Repeat the records below exactly.

+++++

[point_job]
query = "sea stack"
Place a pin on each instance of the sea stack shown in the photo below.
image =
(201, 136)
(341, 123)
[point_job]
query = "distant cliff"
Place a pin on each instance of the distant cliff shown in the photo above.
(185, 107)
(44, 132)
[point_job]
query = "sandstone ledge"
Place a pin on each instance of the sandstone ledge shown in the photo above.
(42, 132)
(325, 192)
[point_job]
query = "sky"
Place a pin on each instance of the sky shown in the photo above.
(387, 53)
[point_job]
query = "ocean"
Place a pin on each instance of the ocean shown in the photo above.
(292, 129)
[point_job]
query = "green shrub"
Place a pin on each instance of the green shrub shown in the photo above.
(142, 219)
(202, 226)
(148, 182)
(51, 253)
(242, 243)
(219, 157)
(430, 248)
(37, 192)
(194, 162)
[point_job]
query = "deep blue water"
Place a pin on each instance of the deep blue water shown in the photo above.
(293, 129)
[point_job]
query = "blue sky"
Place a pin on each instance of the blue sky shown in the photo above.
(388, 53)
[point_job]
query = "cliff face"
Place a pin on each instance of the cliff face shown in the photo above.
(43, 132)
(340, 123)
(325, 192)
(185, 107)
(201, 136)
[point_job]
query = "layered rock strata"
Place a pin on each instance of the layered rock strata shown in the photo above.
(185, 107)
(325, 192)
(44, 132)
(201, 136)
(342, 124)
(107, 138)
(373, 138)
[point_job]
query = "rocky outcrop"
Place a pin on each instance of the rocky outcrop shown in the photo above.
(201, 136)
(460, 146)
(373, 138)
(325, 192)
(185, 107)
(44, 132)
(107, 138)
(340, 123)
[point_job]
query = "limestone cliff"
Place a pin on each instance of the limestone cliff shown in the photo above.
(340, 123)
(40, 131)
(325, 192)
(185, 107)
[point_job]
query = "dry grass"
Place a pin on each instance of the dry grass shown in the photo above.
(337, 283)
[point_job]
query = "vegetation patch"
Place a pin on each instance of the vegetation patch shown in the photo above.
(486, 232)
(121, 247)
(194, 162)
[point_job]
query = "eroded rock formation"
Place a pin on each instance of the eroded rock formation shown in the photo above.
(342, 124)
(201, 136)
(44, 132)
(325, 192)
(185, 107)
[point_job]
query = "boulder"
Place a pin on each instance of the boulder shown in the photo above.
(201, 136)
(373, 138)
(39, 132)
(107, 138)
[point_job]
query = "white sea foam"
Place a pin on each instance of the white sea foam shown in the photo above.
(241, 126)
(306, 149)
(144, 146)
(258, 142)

+++++

#### [SOLUTION FOR THIS EXERCISE]
[point_job]
query = "sea stack"
Place a pin on each instance of the sea stack shown in the photo below.
image =
(201, 136)
(341, 123)
[point_job]
query = "distant cliff"
Place a pin on each instance of the distant cliff shown in the photo above.
(185, 107)
(44, 132)
[point_job]
query = "sandstone ledge"
Place a pin on each instance of the sandstone ledge shown in the photo above.
(42, 132)
(325, 192)
[point_job]
query = "sky"
Place a pin on each instance of the sky shown in the photo above.
(387, 53)
[point_job]
query = "ocean"
Place a pin on each instance of the ocean shown in the photo above.
(292, 129)
[point_job]
query = "green shrub"
Place a pin on each instance of the green shrub shown in the photo above.
(142, 219)
(202, 226)
(148, 182)
(51, 253)
(242, 243)
(219, 157)
(430, 248)
(37, 192)
(194, 162)
[point_job]
query = "deep blue water"
Place a pin on each instance of the deep blue water shown in the photo above.
(293, 129)
[point_job]
query = "blue sky"
Place a pin on each instance of the blue sky shown in the photo above.
(388, 53)
[point_job]
query = "cliff face"
Place a pin on each instance of the cliff face shown in the photo above.
(43, 132)
(340, 123)
(325, 192)
(185, 107)
(201, 136)
[point_job]
query = "layered rock strata"
Place a pin on each instance of the layered rock strata shown in the photo above.
(185, 107)
(325, 192)
(44, 132)
(201, 136)
(342, 124)
(107, 138)
(373, 138)
[point_job]
query = "rocky outcrop"
Place a pin on each instance of the rocky outcrop shown in the photo above.
(201, 136)
(460, 146)
(373, 138)
(325, 192)
(185, 107)
(44, 132)
(107, 138)
(340, 123)
[point_job]
query = "limestone cliff"
Place a pin on each instance of the limestone cliff shown in the photo above.
(340, 123)
(40, 131)
(325, 192)
(185, 107)
[point_job]
query = "dry grass"
Place a pin on each instance of the dry grass shown in the photo above.
(337, 283)
[point_job]
query = "vegetation patch"
Place a pin on each instance of the vegetation patch shown in the photo above.
(486, 232)
(121, 247)
(194, 162)
[point_job]
query = "eroded rock formation"
Place a pin on each instance of the eroded rock formation shown in the photo above.
(342, 124)
(201, 136)
(44, 132)
(325, 192)
(185, 107)
[point_job]
query = "boulder"
Place a pin on each instance of the boulder shown in the photo above.
(201, 136)
(373, 138)
(39, 132)
(107, 138)
[point_job]
query = "white sea foam"
Place a pin on each instance of the white sea foam shown in the photo above.
(241, 126)
(306, 149)
(144, 146)
(258, 142)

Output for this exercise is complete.